ЗАДАНИЕ 1
Перепишите без изменений строки данных задания с самой первой до строки, где есть «(1157, 469)», включая обе крайние.

ВЫБРАННЫЙ ОТРЫВОК

Если бы они только знали,
Что он говорил
Чистую правду.
– В своих произведениях вы показываете абсурд жизненных ситуаций, вам подвластно комическое, у вас острые диалоги, сюжет. А вы не пробовали себя в драматургии?
– Я написал несколько коротеньких абсурдных пьесок. Сейчас в актерских классах еще изучил хорошо Чехова. Мечтаю, что если бы было больше времени свободного и какие-то театральные связи, то чего-то бы написал. Нет времени писать в стол. Пьесу в сети Facebook выставлять совсем уж глупо.
– Как вы считаете, какие ингредиенты должны присутствовать в стихотворении, чтобы оно состоялось?
– Во-первых, я должен понять, что хотел сказать автор: или он плачет, или радуется. Я должен после текста это точно знать. Во-вторых, мне это должно быть интересно. Если он восхищается родной природой в штате Массачусетс или Китае, то мне это неинтересно. По этой шкале мне близок Чарльз Буковски. Его стихи – это предельно простые и интересные истории плюс интригующая и близкая мне жизнь люмпена.
– Почему вы считаете (прочитала в одном из ваших интервью), что рифма – это признак отсталости? Почему верлибр более современен?
– В чем сила верлибра? В том, что можно, не отвлекаясь на поиск созвучного слова, лучше передать смысл. Это явное преимущество для юмористических историй, просто интересных историй, гражданско-политической поэзии. Это и минус для тонкой лирики. Я был в этом году на Фестивале верлибра в Москве и Питере. Как раз лирических стихов было большинство, а юмористических или гражданских – мало. Предельно мало. То есть то, что верлибрами лучше всего получается, почти никто не делал. Понятно теперь, почему было очень мало слушателей. В основном были только другие поэты. Как ни странно, традиционный Всеволод Емелин и еще некоторые поэты рассказывают более интересные истории, хоть рифма их сдерживает. Пора русскоязычным верлибристам учиться у них тематике. Русский язык очень богат. Тут можно со звуками и рифмами играться бесконечно. Но мне это скучно. Но есть и исключения. Я очень люблю гениальные звуковые эксперименты Германа Лукомникова. Но такое редко встречается.
– Кого вы читаете из русских поэтов, писателей? Кто вам близок по духу?
– Конечно, регулярно читаю на Facebook Всеволода Емелина, Игоря Яркевича, Наташу Романову, Александра Дельфинова. Заново открываю для себя в актерских классах Чехова. Близка мне проза Довлатова. Как он мастерски работает со словом! Ну, конечно, то, что он не вышел за пределы русского гетто в Америке, обидно. Близок мне Чарльз Буковски. Интеллектуал, сброшенный на социальное дно. Допустим, в России тоже были интеллектуалы, которые работали дворниками, но их туда сбрасывала система. В Америке быть на дне – это личный выбор. Мне нравится его подход, но он считал лишним работать со словом. Это отталкивает.

ЗАДАНИЕ 2
Повторите слово в слово фрагмент выбранного отрывка, который начинается словами «Если бы они» и заканчивается словами «себя в драматургии?».

Сохранённые записи:
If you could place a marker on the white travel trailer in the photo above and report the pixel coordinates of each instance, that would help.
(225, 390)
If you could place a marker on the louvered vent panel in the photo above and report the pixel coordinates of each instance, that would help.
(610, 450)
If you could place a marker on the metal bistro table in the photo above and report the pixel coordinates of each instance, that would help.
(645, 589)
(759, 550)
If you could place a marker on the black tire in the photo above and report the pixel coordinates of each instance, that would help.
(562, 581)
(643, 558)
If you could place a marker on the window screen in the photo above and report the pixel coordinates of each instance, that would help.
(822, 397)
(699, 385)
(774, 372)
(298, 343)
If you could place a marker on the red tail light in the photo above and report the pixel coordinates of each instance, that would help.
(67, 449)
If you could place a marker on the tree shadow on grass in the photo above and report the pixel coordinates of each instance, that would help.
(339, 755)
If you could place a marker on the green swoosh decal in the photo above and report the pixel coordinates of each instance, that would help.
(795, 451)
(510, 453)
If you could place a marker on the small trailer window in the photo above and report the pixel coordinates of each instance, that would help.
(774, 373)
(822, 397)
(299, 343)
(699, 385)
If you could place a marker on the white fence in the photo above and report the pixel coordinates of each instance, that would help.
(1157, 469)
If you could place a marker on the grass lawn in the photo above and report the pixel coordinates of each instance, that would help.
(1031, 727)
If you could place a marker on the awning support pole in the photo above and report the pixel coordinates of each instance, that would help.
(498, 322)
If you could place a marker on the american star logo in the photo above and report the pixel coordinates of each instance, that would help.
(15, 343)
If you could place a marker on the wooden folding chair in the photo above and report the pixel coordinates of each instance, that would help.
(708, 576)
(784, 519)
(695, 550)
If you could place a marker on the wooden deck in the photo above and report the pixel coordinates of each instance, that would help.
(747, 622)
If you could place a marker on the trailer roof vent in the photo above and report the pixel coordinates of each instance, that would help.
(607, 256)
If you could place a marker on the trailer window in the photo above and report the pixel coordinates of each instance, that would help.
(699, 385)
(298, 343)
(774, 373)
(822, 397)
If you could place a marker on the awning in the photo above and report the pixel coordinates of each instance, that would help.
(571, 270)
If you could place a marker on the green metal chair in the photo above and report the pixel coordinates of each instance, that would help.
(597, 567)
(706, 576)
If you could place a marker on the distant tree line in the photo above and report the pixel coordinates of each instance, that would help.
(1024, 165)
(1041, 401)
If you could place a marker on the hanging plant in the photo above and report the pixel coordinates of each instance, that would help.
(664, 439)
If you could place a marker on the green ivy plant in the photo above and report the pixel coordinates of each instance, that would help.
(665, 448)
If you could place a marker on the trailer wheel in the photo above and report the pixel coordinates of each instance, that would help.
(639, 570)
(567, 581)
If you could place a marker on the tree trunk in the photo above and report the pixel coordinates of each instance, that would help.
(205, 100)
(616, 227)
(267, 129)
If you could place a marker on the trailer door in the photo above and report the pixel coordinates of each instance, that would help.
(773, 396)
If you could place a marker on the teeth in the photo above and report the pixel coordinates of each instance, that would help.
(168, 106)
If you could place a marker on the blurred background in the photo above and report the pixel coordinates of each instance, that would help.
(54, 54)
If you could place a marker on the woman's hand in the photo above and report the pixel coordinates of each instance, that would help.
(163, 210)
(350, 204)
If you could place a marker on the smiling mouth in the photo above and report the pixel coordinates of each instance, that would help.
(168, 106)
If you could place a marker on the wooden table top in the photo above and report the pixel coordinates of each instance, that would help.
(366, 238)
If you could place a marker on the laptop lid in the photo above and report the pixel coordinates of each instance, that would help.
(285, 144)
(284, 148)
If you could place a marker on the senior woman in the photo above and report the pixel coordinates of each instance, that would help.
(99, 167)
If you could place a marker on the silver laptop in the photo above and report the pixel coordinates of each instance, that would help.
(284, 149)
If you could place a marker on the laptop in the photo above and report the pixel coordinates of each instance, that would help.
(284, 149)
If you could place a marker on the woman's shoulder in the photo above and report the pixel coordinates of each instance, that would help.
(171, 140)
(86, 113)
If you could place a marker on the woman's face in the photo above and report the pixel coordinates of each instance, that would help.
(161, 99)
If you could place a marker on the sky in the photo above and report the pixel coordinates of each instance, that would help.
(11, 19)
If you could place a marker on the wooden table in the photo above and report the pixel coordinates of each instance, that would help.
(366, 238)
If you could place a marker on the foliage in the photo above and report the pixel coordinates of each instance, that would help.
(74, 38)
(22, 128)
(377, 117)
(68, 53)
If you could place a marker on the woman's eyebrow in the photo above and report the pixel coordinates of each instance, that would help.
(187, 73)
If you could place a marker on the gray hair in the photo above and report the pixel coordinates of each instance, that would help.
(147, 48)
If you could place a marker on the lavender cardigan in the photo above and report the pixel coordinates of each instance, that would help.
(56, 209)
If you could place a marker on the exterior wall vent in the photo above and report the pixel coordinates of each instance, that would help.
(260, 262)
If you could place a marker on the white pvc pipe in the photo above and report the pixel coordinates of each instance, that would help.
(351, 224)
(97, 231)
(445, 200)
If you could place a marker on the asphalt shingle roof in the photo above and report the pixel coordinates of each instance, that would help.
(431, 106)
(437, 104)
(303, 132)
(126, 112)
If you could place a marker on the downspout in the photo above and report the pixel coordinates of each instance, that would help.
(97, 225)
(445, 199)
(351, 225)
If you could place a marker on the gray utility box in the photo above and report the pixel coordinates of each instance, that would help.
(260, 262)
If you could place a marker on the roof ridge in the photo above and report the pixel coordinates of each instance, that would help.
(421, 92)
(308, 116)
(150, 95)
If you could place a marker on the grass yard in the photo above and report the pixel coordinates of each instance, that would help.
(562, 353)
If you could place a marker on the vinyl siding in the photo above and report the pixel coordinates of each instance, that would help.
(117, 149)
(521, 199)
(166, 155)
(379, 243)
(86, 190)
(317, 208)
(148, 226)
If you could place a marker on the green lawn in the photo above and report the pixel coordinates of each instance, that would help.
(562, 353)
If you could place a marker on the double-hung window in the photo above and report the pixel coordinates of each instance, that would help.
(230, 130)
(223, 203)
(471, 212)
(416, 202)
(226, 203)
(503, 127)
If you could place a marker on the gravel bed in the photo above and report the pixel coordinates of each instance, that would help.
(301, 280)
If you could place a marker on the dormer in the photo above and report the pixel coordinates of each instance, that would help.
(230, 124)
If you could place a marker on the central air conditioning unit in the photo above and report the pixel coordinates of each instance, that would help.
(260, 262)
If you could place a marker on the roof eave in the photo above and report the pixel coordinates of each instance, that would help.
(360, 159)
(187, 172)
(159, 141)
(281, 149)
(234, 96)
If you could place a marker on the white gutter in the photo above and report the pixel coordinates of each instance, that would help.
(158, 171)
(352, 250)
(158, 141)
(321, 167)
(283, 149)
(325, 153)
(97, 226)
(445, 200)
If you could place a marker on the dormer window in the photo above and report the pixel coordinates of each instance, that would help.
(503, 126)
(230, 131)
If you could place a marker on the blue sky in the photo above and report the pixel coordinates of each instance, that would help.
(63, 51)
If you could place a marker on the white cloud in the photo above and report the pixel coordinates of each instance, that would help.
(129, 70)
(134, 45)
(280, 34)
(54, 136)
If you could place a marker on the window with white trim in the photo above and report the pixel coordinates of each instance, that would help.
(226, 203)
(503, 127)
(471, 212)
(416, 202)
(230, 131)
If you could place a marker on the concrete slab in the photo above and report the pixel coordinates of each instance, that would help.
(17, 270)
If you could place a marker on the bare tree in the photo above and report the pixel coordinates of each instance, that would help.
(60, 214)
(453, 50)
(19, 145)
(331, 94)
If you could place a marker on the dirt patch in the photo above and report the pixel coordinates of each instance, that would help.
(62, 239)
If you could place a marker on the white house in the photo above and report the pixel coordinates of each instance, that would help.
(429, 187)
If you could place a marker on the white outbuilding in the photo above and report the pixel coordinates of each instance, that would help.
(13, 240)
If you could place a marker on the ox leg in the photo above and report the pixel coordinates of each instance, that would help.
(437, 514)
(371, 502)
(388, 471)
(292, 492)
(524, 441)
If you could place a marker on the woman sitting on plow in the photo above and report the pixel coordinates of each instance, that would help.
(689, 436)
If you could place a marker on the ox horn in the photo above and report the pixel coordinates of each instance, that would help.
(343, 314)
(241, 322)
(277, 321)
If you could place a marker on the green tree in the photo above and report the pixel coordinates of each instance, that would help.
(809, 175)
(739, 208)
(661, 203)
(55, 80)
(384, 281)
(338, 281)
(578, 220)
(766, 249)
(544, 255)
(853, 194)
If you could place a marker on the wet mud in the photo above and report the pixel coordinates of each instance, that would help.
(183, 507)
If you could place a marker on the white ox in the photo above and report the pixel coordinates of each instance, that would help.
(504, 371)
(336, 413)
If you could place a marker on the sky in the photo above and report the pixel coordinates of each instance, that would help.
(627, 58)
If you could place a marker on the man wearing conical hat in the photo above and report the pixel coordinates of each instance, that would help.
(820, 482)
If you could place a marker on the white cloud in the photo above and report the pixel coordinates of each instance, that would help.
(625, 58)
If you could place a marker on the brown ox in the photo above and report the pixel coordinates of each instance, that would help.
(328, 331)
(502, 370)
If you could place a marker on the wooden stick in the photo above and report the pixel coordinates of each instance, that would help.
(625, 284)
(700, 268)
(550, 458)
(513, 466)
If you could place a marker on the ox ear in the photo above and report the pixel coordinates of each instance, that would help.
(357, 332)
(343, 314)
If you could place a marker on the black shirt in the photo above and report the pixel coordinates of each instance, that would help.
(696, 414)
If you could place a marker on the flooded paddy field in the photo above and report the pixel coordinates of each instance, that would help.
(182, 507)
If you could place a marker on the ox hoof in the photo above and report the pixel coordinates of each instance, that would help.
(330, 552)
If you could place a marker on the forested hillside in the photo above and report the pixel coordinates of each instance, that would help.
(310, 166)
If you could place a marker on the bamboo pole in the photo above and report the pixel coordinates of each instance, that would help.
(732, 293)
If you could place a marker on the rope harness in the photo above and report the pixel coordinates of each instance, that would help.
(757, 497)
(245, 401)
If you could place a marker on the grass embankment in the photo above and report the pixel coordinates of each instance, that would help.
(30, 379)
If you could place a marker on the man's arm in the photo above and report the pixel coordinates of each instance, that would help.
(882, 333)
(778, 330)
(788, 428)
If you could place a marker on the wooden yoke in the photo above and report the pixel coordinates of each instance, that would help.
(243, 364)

ОЖИДАЕМЫЙ ОТВЕТ 1
If you could place a marker on the white travel trailer in the photo above and report the pixel coordinates of each instance, that would help.
(225, 390)
If you could place a marker on the louvered vent panel in the photo above and report the pixel coordinates of each instance, that would help.
(610, 450)
If you could place a marker on the metal bistro table in the photo above and report the pixel coordinates of each instance, that would help.
(645, 589)
(759, 550)
If you could place a marker on the black tire in the photo above and report the pixel coordinates of each instance, that would help.
(562, 581)
(643, 558)
If you could place a marker on the window screen in the photo above and report the pixel coordinates of each instance, that would help.
(822, 397)
(699, 385)
(774, 372)
(298, 343)
If you could place a marker on the red tail light in the photo above and report the pixel coordinates of each instance, that would help.
(67, 449)
If you could place a marker on the tree shadow on grass in the photo above and report the pixel coordinates of each instance, that would help.
(339, 755)
If you could place a marker on the green swoosh decal in the photo above and report the pixel coordinates of each instance, that would help.
(795, 451)
(510, 453)
If you could place a marker on the small trailer window in the photo above and report the pixel coordinates of each instance, that would help.
(774, 373)
(822, 397)
(299, 343)
(699, 385)
If you could place a marker on the white fence in the photo above and report the pixel coordinates of each instance, that would help.
(1157, 469)

ОЖИДАЕМЫЙ ОТВЕТ 2
Если бы они только знали,
Что он говорил
Чистую правду.
– В своих произведениях вы показываете абсурд жизненных ситуаций, вам подвластно комическое, у вас острые диалоги, сюжет. А вы не пробовали себя в драматургии?